For those who suffer from post-traumatic stress disorder (PTSD), vivid recollections of the horrific events they survived or witnessed — wars, rapes, accidents, injuries, concentration camp internments — often return relentlessly for years, evoking the same fear, helplessness, horror, and consequent anguish that accompanied the initial experience. This creates a disabling cycle that can be difficult, if not impossible, to break.

But encouraging new research suggests that the beta-blocker drug propranolol, by inhibiting the release of certain stress-related hormones, may stop such unwanted memories from being reinforced in our brains.

Unlike the creepy device that erases undesirable recalls just like files on a computer in the recent film Eternal Sunshine of the Spotless Mind, propranolol won’t cause PTSD sufferers to forget their ghastly memories, “but it can take out the sting,” says professor of psychiatry Roger K. Pitman.

For a double-blind pilot study published in Biological Psychiatry, Pitman recruited 41 emergency-room patients who had just survived a traumatic event (most were car crashes). Eighteen patients received a 10-day course of oral propranolol; the rest received a placebo.

When the patients returned one and three months later for psychometric assessments (like measuring their heart rates while they listened to previously tape-recorded descriptions of the initial event), those who had received propranolol were less likely to show signs of PTSD.

The results are promising for PTSD prevention, which has traditionally been limited to psychological debriefing, a method increasingly regarded as ineffective.

And although Pitman is excited about the results, he readily admits propranolol is imperfect, particularly because it exacerbates asthma. (Propranolol, a hypertension drug, is widely marketed as Inderal. It is far from winning approval from the Food and Drug Administration for easing stressful memories.)

* [DATA SUPPLIED]
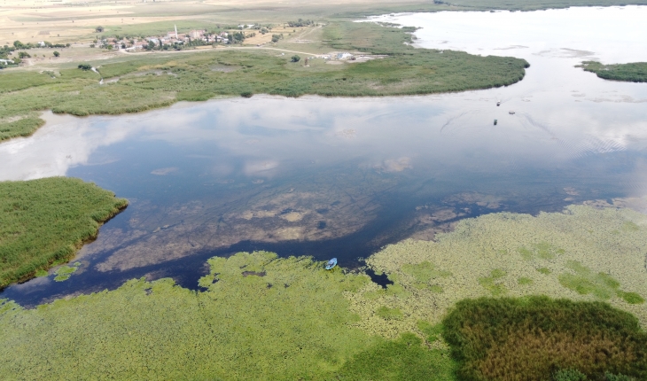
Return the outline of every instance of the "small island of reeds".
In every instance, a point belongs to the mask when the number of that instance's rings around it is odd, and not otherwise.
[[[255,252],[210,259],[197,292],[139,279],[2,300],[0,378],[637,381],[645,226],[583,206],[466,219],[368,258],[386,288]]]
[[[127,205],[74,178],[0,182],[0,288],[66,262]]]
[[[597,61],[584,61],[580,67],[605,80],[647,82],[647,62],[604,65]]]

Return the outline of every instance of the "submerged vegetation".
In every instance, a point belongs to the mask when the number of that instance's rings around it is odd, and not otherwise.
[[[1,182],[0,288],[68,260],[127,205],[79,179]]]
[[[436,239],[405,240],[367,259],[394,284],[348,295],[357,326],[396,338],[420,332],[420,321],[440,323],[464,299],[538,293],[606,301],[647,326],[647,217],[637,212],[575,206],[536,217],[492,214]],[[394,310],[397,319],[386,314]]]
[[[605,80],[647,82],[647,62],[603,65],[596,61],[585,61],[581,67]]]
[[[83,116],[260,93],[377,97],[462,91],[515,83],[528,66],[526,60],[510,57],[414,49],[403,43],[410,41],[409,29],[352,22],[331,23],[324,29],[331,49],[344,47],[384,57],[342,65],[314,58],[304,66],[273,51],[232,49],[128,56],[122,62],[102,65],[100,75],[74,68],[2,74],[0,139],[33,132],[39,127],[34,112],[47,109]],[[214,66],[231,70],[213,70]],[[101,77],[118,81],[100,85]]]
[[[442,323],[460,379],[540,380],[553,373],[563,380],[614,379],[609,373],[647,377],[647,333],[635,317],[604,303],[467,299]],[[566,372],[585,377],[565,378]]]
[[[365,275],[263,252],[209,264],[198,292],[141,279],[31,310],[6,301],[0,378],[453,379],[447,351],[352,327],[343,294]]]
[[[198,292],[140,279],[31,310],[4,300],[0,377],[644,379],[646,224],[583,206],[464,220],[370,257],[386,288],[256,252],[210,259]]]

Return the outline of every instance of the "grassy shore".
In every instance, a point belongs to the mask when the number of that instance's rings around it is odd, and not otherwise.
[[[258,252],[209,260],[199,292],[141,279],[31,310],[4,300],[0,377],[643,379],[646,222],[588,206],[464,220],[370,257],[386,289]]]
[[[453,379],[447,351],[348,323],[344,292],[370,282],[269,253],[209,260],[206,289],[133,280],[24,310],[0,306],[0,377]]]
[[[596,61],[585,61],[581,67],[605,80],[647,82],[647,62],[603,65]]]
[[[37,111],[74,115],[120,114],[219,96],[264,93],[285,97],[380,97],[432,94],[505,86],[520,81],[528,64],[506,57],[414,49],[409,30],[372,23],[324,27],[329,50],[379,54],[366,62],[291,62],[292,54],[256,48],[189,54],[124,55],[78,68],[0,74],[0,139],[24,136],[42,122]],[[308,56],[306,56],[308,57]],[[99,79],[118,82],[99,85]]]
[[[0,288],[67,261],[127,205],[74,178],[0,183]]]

* [DIRECTIONS]
a) Please say whether each statement agrees with the passage on propranolol and PTSD, answering yes or no and quoting the deciding words: (i) Eighteen patients in the pilot study took oral propranolol for 10 days. (ii) Propranolol makes PTSD sufferers forget their memories. (iii) Propranolol has won Food and Drug Administration approval for easing stressful memories.
b) List the horrific events that the first paragraph of the propranolol passage gives as examples of what PTSD sufferers survived or witnessed.

* [SET OF ANSWERS]
a)
(i) Yes: "Eighteen patients received a 10-day course of oral propranolol"
(ii) No: "propranolol won’t cause PTSD sufferers to forget their ghastly memories"
(iii) No: "It is far from winning approval from the Food and Drug Administration for easing stressful memories."

b) wars, rapes, accidents, injuries, concentration camp internments